## WHAT YOU HAVE TO DO
Reproduce every line of the items below, requests included, adding 66 to each coordinate value in the point answers.

## Stored data
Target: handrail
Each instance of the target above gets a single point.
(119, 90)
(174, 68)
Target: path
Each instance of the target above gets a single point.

## REPLY TO THE EXERCISE
Target: handrail
Each instance of the target above gets a single point.
(185, 156)
(240, 134)
Target: path
Each instance of the target above gets a single point.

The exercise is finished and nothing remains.